■ EXERCISE TASKS
a: Answer these questions using the attorney profile of Randy Katz:
(i) In which jurisdictions does he hold state bar licenses?
(ii) Which office did he lead as managing partner earlier in his career?
(iii) With which stock market was the first-of-its-kind domestication transaction carried out?
b: Extend the attorney profile of Randy Katz, starting after its last sentence.

■ PAGE TEXT
Randy Katz serves as outside general counsel and special securities counsel to public and private companies, with a practice focused on securities, capital markets, corporate finance, and strategic transactions. He provides clients with hands-on, practical legal guidance throughout the lifecycle of complex transactions. He regularly advises publicly traded companies, particularly those in small- to mid-cap markets that may not have in-house legal resources or whose internal teams are stretched thin.

Randy has extensive experience structuring and executing a wide range of public and private securities offerings, as well as advising on structuring transactions for issuers and funds. His capital markets practice includes significant work in public company financings, hybrid offerings, and innovative transaction structures designed to meet evolving market demands. He also counsels clients on tradability issues and liquidity strategies, helping them navigate regulatory requirements, while maximizing transaction flexibility and investor access.

Known for his creative, solutions-oriented approach, Randy brings a broad perspective to complex legal and business challenges. He works closely with clients to develop tailored strategies, identifying out-of-the-box opportunities and sophisticated structures that align with clients’ unique business objectives.

In addition to his capital markets work, Randy represents clients in mergers and acquisitions, including both buy-side and sell-side transactions, and provides ongoing counsel on corporate governance and regulatory compliance. His integrated approach enables him to guide companies through complex, high-stakes matters, while remaining focused on achieving practical, business-driven outcomes.

Earlier in his career, Randy served as managing partner of the Orange County, California, office of an Am Law 100 national law firm and was a member of its national executive committee, further underscoring his leadership experience and deep understanding of the legal and business landscape.

Education

A.B., University of California-Berkeley, Berkeley, California
J.D., University of California, Los Angeles School of Law, Los Angeles, California

State Bar Licenses

California, District of Columbia

Court Admissions

U.S. Court of Appeals, 9th Circuit
U.S. District Ct., C.D. of California
U.S. District Ct., E.D. of California
U.S. District Ct., N.D. of California
U.S. District Ct., S.D. of California

Experience

  • Represented a publicly-traded natural resources company in its amalgamation with a second publicly traded natural resources company. An innovative structure was devised to effectuate the transaction without it being categorized as a reverse merger from either an accounting or a securities disclosure perspective, as, on its face, the transaction appeared to fit squarely within those definitions. In connection with the structuring of the transaction, a fully analyzed fairness opinion was obtained and cleared with the Securities and Exchange Commission and with the senior exchange on which the resulting company’s common stock was subsequently listed for trading.
  • Represented a publicly-traded foreign corporation in a first-of-its-kind domestication transaction with The NASDAQ Stock Market, while employing a previously unused exemption under the Securities Exchange Act of 1934 for proxy and stock-for-stock exchange purposes.

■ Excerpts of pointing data
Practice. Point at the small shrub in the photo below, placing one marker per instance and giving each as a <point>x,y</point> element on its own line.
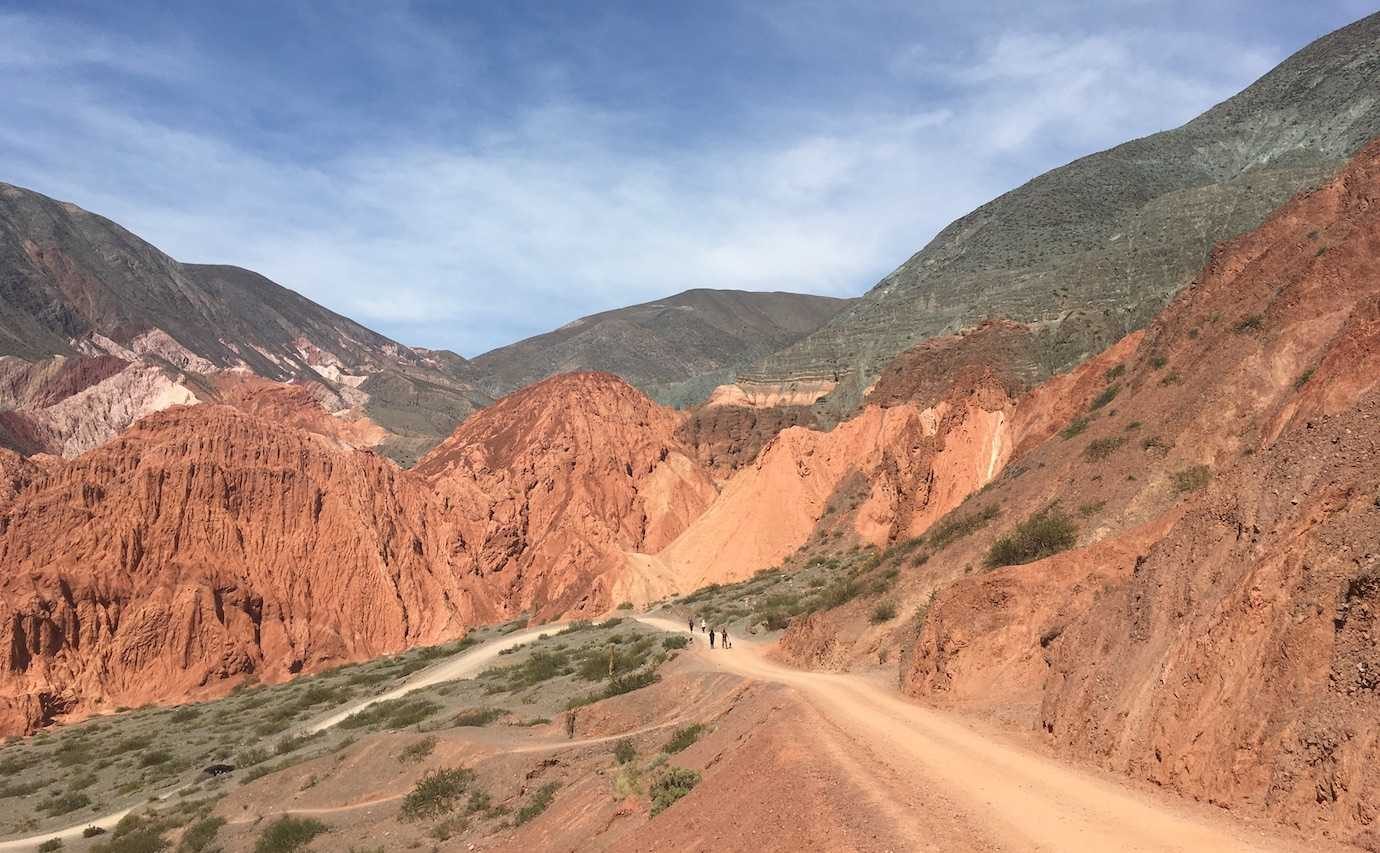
<point>683,739</point>
<point>289,834</point>
<point>478,717</point>
<point>1075,428</point>
<point>436,794</point>
<point>1155,443</point>
<point>184,714</point>
<point>1045,533</point>
<point>883,612</point>
<point>392,714</point>
<point>669,786</point>
<point>1106,396</point>
<point>1191,478</point>
<point>64,804</point>
<point>538,804</point>
<point>417,750</point>
<point>1100,449</point>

■ EXERCISE RESULTS
a:
(i) California and the District of Columbia.
(ii) The Orange County, California, office of an Am Law 100 national law firm.
(iii) The NASDAQ Stock Market.

b:
  • Represented public and private companies in debt and equity financings in excess of an aggregate of $1 billion.
  • Structured reverse-split transactions for a variety of publicly-traded companies in a manner that preserved the aggregate number of “round lot” equity holders for public market compliance purposes; obtained approvals from DTCC, The NASDAQ Stock Market, and the New York Stock Exchange for that structure.
  • Structured a series of two-step transactions for publicly traded companies that resulted in their effectuating reverse splits coupled with increases in the number of their authorized but unissued shares of common stock, in each case without requiring stockholder approval for either part of the transactions; obtained approvals from DTCC, FINRA, and the Securities and Exchange Commission for that structure.
  • Represented various public companies in connection with FINRA investigations regarding securities placements or unusual trading patterns.
  • Represented various individuals in connection with Securities and Exchange Commission investigations regarding unusual trading patterns.
  • Represented an international equipment manufacturer and its principals in the prosecution (through a cross-complaint) of a multimillion-dollar fraud, conversion, and corporate dissolution matter. Litigated the matter for more than two years and obtained court-ordered dissolution of the plaintiff’s company, forced the plaintiff’s majority shareholder into personal bankruptcy, and obtained a full defense judgment for the client and its principals in the original action.
  • Was involved in the negotiation and structure of a complex lease and joint venture agreement for the initial exploration and the subsequent option to acquire and conduct a joint venture operation for the redevelopment of a historic Colorado underground precious metals mine. The transaction involved 11 separate agreements to cover all aspects of the series of transactions. Used extensive deal/financing structure experience to implement the client’s status as operator of the joint venture.